• _Entries from a collection_
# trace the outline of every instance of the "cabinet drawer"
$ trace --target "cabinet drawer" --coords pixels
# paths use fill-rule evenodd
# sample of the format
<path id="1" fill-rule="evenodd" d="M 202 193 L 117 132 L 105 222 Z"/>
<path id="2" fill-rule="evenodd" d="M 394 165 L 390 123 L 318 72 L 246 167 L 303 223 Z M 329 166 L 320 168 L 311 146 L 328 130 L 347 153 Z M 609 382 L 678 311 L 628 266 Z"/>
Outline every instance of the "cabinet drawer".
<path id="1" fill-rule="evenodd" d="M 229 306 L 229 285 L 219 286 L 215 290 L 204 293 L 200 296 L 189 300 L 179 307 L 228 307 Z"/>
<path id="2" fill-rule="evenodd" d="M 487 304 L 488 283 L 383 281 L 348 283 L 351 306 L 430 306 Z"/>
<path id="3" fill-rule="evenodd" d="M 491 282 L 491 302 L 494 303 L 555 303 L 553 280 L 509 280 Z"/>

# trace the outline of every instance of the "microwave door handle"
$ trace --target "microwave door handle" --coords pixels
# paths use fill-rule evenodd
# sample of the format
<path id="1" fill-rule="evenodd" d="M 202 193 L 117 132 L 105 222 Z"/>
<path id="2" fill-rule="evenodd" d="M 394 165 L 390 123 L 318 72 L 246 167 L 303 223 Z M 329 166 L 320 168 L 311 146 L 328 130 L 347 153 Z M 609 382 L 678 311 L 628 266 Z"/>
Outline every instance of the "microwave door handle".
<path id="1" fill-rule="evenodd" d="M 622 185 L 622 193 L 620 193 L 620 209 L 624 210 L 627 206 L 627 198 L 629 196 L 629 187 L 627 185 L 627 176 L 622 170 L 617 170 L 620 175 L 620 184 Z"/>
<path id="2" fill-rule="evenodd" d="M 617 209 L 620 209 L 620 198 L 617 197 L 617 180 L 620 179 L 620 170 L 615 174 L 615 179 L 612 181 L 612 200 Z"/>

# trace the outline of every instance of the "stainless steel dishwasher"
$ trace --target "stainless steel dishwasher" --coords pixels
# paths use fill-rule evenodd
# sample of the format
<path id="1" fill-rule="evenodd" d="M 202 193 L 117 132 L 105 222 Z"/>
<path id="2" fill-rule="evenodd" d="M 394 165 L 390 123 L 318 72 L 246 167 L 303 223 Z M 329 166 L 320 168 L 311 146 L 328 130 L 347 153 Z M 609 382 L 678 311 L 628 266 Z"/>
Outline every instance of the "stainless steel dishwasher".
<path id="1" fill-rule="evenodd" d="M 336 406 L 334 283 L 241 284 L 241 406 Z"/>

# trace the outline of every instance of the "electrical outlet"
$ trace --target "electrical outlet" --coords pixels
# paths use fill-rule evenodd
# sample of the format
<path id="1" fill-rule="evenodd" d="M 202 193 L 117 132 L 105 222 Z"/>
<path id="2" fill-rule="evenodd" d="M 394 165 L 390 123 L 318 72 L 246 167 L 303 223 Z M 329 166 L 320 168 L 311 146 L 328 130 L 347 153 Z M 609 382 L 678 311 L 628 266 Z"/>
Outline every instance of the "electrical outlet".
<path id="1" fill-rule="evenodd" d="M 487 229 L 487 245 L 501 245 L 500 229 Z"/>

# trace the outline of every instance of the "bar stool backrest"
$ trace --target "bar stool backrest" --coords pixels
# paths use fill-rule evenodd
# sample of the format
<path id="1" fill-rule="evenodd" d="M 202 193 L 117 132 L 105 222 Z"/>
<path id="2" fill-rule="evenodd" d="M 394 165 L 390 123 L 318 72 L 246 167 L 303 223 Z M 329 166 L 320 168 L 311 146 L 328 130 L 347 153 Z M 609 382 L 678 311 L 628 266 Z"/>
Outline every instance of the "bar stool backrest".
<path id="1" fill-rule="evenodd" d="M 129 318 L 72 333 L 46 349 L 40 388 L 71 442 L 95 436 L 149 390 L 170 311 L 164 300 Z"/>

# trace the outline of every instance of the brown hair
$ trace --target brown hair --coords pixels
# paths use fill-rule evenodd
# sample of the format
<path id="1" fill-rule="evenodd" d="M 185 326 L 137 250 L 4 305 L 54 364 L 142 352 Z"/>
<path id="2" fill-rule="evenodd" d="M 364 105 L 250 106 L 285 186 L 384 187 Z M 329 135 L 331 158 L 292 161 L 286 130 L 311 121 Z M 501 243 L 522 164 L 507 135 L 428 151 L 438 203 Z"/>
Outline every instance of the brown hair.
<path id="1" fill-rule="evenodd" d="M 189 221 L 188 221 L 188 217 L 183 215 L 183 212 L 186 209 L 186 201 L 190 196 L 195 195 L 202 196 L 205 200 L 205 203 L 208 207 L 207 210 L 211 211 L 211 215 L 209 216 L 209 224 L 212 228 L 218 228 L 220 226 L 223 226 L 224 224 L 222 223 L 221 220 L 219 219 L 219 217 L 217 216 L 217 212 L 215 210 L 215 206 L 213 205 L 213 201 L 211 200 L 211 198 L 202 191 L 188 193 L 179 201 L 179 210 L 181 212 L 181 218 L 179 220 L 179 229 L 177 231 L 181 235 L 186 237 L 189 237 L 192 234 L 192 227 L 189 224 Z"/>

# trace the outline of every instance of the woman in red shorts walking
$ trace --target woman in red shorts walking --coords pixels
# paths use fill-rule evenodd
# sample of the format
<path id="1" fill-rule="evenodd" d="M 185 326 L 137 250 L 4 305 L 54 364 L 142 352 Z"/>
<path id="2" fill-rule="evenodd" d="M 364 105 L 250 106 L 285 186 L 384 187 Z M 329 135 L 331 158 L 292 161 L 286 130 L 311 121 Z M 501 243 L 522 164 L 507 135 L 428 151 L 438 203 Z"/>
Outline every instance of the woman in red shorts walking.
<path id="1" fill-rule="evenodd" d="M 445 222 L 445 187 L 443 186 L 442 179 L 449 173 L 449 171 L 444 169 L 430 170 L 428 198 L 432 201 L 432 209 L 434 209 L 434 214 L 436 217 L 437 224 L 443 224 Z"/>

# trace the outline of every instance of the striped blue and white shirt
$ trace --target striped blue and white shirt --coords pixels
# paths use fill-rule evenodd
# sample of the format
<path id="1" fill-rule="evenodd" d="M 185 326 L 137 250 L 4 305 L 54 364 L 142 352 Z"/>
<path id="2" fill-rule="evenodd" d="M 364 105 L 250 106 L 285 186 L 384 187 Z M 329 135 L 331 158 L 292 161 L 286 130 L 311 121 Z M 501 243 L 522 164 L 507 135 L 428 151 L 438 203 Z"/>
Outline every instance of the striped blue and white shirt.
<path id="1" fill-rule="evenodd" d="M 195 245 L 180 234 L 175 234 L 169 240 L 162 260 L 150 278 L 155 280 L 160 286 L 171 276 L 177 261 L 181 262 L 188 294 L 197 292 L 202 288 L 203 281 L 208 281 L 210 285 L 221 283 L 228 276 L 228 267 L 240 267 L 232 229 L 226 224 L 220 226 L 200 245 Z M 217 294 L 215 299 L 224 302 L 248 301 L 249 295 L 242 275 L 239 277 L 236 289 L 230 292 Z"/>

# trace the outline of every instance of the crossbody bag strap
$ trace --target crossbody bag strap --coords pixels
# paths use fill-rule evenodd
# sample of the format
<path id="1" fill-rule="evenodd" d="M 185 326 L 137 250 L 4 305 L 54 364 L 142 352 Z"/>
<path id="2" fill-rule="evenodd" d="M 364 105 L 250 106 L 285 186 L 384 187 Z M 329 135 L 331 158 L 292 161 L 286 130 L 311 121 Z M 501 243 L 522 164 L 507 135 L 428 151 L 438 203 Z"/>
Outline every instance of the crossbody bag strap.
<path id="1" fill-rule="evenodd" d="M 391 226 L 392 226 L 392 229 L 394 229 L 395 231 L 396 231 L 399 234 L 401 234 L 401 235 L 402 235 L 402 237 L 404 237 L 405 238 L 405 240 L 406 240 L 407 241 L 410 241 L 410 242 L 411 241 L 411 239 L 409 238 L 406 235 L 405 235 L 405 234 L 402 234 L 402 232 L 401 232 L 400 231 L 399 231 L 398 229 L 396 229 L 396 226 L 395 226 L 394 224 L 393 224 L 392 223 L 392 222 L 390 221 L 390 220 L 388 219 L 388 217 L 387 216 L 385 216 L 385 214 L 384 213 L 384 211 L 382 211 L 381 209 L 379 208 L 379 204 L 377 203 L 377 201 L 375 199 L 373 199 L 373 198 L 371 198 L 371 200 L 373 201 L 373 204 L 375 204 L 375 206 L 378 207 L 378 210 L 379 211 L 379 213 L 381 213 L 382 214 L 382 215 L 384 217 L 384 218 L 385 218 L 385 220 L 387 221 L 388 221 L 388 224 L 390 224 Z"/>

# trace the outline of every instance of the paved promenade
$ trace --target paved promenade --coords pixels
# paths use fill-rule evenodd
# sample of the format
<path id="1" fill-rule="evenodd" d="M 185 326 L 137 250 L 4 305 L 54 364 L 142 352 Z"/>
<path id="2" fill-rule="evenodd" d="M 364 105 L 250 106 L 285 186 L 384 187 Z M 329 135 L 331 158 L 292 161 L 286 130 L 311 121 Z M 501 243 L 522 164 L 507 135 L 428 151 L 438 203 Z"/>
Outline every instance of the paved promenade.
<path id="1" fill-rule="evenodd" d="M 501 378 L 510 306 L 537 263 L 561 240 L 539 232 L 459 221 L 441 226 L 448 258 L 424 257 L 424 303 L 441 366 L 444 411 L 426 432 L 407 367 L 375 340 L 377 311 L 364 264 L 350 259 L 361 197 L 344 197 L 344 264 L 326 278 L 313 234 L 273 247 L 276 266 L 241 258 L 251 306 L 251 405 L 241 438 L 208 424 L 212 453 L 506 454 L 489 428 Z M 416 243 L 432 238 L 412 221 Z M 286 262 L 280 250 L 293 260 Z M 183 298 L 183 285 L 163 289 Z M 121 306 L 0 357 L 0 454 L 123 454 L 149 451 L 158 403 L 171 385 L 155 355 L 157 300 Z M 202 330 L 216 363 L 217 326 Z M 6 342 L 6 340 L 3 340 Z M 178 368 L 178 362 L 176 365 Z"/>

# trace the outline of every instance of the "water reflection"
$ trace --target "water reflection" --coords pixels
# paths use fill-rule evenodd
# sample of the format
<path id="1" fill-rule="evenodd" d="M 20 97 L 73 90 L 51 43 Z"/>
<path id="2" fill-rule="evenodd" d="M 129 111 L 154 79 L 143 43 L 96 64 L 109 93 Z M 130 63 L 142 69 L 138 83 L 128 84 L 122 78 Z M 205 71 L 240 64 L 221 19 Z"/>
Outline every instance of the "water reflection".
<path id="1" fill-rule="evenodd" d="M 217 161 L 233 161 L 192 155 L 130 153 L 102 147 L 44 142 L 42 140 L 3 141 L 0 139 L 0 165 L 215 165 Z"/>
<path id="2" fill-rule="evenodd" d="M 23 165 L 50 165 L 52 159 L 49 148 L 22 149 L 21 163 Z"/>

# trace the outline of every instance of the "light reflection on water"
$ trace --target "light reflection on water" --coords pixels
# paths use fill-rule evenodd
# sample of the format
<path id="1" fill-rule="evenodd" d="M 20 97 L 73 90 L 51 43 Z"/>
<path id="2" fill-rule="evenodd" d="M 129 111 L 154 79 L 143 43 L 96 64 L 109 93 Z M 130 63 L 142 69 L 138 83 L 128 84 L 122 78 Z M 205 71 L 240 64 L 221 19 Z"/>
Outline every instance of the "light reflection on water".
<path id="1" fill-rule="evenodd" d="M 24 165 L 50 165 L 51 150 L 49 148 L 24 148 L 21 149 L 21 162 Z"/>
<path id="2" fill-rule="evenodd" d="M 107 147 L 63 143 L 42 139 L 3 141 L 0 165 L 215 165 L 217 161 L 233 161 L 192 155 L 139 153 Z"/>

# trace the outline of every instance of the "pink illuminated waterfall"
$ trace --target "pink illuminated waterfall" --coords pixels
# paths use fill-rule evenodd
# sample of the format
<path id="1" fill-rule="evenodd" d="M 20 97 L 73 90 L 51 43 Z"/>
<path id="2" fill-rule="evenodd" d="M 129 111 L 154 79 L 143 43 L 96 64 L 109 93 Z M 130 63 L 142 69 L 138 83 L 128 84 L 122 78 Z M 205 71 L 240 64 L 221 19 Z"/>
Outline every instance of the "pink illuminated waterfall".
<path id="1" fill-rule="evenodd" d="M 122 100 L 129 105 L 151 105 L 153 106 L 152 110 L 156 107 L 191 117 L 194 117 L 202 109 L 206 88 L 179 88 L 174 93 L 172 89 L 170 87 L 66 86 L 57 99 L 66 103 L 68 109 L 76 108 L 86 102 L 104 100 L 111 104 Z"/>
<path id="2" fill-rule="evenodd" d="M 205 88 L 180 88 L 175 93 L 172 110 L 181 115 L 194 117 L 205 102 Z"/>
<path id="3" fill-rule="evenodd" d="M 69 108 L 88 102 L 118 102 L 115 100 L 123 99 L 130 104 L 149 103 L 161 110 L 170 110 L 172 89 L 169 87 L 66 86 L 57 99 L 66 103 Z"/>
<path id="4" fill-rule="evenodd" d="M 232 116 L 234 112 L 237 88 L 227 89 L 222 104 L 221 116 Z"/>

• _Task prompt_
Take the lines starting with the line containing "# trace the outline of every instance of the woman" and going on through the line containing "195 245 L 180", and write them out again with "black shorts" substituted for "red shorts", everything else left unchanged.

• _Finished answer_
# trace the outline of every instance of the woman in black shorts walking
$ trace --target woman in black shorts walking --coords pixels
# paths use fill-rule evenodd
# sample of the format
<path id="1" fill-rule="evenodd" d="M 185 326 L 137 250 L 4 305 L 54 364 L 142 352 Z"/>
<path id="2" fill-rule="evenodd" d="M 364 105 L 250 106 L 285 186 L 384 187 Z M 329 135 L 331 158 L 292 161 L 286 130 L 311 121 Z M 501 243 L 522 164 L 507 135 L 428 151 L 438 203 Z"/>
Outline every instance of the woman in black shorts walking.
<path id="1" fill-rule="evenodd" d="M 445 222 L 445 187 L 443 186 L 442 179 L 449 173 L 449 171 L 444 169 L 430 170 L 428 198 L 432 201 L 432 209 L 434 209 L 434 214 L 436 217 L 437 224 L 443 224 Z"/>

# trace the outline of every instance of the striped blue and white shirt
$ trace --target striped blue and white shirt --coords pixels
# paths use fill-rule evenodd
# sample of the format
<path id="1" fill-rule="evenodd" d="M 185 326 L 137 250 L 4 305 L 54 364 L 142 352 Z"/>
<path id="2" fill-rule="evenodd" d="M 364 105 L 250 106 L 285 186 L 384 187 Z M 329 135 L 331 158 L 292 161 L 286 130 L 311 121 Z M 501 243 L 522 164 L 507 135 L 428 151 L 438 203 Z"/>
Outline every instance of the striped blue and white shirt.
<path id="1" fill-rule="evenodd" d="M 195 245 L 180 234 L 175 234 L 169 240 L 162 260 L 150 278 L 155 280 L 160 286 L 171 276 L 177 261 L 181 262 L 188 294 L 197 292 L 202 288 L 203 281 L 208 281 L 210 285 L 221 283 L 228 276 L 228 267 L 240 267 L 232 229 L 226 224 L 220 226 L 200 245 Z M 217 294 L 215 299 L 224 302 L 248 301 L 249 295 L 242 275 L 239 277 L 236 289 L 230 292 Z"/>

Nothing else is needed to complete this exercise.